====== Input for this task

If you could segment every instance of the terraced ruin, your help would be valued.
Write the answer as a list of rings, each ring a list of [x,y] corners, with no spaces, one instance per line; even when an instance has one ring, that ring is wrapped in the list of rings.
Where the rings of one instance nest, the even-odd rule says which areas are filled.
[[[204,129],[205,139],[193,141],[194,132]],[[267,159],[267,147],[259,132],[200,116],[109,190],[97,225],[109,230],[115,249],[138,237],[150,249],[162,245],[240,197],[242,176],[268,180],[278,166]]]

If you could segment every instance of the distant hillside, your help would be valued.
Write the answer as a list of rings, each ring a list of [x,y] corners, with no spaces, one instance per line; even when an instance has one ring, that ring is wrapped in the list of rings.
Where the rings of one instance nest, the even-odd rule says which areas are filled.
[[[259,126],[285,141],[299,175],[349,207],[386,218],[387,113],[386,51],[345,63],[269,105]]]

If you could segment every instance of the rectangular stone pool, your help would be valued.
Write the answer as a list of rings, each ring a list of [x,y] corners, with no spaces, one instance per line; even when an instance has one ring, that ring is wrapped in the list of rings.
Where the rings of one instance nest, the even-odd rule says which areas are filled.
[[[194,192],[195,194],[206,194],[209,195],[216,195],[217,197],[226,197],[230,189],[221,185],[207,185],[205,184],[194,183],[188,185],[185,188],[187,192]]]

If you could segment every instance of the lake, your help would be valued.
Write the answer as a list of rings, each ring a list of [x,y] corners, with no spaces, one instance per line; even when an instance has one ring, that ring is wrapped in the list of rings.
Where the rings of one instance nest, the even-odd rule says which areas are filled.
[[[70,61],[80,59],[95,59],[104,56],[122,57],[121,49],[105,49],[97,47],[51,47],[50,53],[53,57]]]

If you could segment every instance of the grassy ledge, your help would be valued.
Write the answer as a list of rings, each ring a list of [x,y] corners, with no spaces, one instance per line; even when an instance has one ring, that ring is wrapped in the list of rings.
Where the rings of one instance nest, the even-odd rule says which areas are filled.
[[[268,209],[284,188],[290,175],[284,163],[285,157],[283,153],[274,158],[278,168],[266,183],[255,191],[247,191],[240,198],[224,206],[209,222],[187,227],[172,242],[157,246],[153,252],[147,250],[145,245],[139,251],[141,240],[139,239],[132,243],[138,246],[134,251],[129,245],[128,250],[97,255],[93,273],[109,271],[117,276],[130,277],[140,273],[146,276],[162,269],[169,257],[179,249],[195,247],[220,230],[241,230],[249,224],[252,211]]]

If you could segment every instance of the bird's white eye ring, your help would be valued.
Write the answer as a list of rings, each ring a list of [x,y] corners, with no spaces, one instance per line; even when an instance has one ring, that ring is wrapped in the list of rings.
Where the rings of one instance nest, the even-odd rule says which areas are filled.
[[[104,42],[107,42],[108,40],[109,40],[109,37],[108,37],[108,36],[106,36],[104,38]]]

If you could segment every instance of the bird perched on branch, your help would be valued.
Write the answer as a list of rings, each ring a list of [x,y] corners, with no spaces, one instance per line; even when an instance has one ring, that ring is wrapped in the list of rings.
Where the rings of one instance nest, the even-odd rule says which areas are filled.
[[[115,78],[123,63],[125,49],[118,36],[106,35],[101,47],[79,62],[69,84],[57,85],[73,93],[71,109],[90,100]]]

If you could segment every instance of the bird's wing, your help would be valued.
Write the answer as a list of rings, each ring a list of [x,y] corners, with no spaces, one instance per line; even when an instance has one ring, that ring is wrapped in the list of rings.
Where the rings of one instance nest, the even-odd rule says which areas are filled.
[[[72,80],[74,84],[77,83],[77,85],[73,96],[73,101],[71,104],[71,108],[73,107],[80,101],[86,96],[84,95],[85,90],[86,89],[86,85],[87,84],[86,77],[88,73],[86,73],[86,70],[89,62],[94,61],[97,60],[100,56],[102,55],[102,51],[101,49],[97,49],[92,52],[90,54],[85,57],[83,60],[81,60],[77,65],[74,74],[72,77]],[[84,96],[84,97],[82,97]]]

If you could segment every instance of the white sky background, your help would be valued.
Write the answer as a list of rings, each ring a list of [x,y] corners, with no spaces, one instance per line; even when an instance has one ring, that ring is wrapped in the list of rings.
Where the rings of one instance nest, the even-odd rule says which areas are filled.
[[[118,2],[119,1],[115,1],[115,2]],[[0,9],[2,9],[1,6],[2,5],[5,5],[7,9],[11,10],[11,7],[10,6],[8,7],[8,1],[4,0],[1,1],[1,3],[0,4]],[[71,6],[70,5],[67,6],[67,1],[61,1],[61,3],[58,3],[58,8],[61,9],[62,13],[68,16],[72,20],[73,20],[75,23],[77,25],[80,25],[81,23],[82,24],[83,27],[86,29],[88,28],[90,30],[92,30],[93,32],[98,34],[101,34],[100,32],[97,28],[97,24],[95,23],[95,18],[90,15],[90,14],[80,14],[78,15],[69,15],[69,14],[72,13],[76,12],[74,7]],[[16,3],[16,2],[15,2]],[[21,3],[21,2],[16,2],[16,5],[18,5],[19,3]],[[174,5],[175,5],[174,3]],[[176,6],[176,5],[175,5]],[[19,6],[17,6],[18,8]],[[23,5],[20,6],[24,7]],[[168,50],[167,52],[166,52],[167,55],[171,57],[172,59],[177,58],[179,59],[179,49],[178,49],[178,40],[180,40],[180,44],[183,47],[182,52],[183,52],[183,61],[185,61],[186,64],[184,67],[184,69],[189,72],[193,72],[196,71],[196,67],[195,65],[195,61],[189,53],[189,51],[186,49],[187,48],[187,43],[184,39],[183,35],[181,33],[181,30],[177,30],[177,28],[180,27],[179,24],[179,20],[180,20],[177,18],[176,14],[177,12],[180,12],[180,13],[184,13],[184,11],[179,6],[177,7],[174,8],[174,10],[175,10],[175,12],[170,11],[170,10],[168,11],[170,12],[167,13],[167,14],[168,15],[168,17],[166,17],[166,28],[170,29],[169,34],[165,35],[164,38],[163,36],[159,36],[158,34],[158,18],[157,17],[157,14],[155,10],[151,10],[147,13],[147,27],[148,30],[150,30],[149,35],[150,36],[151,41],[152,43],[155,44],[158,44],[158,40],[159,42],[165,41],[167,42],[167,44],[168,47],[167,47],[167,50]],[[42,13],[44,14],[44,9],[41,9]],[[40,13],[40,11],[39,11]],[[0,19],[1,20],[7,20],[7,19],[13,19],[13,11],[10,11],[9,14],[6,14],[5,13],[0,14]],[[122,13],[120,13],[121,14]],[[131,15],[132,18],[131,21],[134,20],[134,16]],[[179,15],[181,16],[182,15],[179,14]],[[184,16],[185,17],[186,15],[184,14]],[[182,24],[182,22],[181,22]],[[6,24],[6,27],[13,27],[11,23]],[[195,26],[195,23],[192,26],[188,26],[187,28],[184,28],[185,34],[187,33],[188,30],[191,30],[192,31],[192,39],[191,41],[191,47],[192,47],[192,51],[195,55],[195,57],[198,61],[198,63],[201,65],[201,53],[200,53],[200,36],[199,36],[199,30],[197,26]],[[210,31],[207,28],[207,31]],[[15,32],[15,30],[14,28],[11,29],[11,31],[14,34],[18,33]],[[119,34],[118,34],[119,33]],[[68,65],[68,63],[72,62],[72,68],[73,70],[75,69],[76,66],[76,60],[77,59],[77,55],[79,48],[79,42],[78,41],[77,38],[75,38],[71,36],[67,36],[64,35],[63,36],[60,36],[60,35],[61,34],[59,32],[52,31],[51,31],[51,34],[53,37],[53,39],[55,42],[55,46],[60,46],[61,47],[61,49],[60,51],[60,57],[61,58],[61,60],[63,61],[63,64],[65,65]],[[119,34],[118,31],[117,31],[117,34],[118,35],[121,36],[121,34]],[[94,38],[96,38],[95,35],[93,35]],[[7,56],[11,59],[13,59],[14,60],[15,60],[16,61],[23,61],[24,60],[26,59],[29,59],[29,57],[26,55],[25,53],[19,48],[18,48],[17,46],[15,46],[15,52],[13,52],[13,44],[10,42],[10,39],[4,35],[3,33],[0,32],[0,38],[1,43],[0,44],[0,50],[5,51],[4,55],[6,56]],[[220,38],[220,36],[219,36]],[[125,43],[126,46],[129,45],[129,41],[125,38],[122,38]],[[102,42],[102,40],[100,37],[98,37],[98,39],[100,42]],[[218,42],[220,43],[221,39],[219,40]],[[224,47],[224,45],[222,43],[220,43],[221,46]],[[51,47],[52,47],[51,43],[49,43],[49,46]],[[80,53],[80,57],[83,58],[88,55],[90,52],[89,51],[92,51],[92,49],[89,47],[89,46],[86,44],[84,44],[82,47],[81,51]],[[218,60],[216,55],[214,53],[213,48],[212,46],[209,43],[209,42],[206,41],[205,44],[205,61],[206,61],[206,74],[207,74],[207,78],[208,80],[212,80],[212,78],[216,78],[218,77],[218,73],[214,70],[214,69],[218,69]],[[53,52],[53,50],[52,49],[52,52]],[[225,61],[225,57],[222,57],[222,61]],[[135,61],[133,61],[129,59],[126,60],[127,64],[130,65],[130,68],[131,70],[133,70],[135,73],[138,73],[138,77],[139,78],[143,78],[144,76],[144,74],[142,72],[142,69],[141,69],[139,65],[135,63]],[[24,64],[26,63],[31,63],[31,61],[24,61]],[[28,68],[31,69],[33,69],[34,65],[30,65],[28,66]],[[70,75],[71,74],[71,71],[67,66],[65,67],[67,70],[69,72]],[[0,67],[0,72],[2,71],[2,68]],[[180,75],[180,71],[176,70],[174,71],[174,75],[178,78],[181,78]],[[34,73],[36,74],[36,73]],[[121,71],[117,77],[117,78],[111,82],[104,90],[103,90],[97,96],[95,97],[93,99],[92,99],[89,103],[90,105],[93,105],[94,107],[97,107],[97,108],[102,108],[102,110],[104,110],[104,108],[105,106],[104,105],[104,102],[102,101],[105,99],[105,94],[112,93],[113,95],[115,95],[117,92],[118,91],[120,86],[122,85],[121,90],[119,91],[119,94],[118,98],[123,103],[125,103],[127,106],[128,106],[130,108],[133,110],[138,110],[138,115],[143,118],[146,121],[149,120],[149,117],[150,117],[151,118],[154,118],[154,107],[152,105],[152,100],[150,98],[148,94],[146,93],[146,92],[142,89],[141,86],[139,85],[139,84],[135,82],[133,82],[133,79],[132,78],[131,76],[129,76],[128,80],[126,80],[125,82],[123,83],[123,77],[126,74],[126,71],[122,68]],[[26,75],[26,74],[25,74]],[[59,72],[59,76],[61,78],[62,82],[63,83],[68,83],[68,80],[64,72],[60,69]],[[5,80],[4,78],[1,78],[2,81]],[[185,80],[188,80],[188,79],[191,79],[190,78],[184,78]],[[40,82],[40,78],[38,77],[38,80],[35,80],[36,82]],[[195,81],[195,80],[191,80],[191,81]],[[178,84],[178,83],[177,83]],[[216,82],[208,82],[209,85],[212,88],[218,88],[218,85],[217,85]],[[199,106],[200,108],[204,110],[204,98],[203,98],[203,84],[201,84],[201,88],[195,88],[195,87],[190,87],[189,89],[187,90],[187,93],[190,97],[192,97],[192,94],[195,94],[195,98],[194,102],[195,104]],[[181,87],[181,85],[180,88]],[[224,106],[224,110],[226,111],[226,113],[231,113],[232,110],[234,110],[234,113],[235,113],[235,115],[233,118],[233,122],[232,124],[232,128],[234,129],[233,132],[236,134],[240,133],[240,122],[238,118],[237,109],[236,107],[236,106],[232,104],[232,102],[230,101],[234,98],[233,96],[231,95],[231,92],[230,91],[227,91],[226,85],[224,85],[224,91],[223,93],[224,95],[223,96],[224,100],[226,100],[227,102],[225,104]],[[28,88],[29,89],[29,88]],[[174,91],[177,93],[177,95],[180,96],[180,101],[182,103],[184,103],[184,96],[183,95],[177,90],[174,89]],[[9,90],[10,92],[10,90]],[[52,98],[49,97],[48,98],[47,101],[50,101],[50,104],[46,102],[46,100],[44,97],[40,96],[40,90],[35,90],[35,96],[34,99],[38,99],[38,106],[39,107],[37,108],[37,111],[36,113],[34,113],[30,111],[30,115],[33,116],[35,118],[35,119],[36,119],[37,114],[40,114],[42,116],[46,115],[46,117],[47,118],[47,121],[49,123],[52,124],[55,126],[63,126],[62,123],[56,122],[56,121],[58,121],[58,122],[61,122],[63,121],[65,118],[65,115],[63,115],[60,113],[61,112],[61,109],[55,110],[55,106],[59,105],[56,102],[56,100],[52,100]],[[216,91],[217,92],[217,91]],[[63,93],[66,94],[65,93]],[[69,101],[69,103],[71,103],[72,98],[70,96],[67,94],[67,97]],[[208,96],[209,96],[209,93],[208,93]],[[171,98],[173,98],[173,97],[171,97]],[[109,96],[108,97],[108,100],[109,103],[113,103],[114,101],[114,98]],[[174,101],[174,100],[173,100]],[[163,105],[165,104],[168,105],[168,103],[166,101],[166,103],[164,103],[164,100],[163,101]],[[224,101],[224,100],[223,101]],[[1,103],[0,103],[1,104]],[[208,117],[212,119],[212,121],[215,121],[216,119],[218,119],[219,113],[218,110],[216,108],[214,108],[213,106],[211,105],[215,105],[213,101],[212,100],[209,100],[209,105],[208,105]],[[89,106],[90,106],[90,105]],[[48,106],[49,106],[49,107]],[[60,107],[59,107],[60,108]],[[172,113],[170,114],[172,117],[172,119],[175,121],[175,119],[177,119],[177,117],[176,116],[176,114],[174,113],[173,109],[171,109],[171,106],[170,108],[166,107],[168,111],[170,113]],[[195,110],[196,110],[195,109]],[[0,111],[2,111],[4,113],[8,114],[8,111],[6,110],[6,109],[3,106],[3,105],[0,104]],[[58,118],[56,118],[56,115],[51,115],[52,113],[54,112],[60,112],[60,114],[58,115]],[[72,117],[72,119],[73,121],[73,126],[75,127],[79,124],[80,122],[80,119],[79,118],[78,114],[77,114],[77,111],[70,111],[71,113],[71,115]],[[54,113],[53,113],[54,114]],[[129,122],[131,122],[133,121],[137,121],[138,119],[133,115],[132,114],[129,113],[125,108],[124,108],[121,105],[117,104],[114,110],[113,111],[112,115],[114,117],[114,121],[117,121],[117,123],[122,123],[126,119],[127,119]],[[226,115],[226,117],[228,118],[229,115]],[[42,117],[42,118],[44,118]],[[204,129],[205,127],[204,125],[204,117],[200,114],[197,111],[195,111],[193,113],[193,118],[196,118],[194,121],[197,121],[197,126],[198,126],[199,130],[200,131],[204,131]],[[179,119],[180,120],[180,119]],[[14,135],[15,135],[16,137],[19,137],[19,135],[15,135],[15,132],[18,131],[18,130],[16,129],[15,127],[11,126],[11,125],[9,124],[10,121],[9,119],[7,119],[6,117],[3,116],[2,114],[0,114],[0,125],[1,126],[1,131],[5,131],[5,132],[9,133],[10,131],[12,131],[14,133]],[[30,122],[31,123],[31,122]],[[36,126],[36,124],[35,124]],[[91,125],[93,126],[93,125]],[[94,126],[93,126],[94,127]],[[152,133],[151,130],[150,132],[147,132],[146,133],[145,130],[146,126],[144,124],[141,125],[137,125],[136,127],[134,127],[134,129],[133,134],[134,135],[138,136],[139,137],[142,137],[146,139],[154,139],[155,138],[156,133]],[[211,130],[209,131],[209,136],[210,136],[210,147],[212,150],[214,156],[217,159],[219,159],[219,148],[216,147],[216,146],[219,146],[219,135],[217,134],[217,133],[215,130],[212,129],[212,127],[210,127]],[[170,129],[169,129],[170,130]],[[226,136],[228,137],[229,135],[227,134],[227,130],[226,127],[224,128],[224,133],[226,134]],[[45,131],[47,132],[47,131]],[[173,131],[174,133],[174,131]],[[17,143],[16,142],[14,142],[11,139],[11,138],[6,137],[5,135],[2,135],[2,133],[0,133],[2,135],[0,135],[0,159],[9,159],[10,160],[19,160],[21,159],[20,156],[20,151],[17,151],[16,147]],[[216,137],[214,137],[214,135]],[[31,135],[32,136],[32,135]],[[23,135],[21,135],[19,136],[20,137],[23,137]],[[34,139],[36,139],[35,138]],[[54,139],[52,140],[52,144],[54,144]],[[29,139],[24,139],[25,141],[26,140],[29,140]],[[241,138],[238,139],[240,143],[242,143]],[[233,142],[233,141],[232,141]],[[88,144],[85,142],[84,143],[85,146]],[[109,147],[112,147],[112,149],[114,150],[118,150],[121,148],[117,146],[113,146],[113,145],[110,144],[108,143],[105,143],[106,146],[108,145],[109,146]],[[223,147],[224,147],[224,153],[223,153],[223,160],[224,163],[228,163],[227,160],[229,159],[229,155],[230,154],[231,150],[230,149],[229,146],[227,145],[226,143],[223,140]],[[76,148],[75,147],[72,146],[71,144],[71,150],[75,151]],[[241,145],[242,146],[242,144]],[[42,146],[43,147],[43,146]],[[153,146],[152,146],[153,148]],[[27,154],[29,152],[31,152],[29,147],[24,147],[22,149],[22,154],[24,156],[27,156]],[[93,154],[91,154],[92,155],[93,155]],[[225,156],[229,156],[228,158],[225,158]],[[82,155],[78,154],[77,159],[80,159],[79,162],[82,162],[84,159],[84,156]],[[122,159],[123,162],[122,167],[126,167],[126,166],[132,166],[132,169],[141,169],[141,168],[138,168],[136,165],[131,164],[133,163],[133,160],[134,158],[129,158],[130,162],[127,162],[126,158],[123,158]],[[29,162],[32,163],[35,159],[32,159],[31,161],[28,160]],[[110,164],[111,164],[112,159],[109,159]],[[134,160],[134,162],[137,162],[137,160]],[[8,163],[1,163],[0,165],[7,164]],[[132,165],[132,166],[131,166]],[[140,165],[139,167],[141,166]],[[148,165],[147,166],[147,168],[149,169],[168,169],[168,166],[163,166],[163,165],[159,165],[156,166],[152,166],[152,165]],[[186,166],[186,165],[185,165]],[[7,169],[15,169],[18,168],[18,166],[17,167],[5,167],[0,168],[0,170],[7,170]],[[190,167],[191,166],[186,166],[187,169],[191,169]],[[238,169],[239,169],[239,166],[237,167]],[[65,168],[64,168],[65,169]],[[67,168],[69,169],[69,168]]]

============

### Written task
Locate each line of the records that contains the word "white", matching case exactly, and copy those lines in full.

### Written response
If you could segment every instance of the bird's white eye ring, your help would be valued.
If you could segment every instance of the white sky background, your help would be valued.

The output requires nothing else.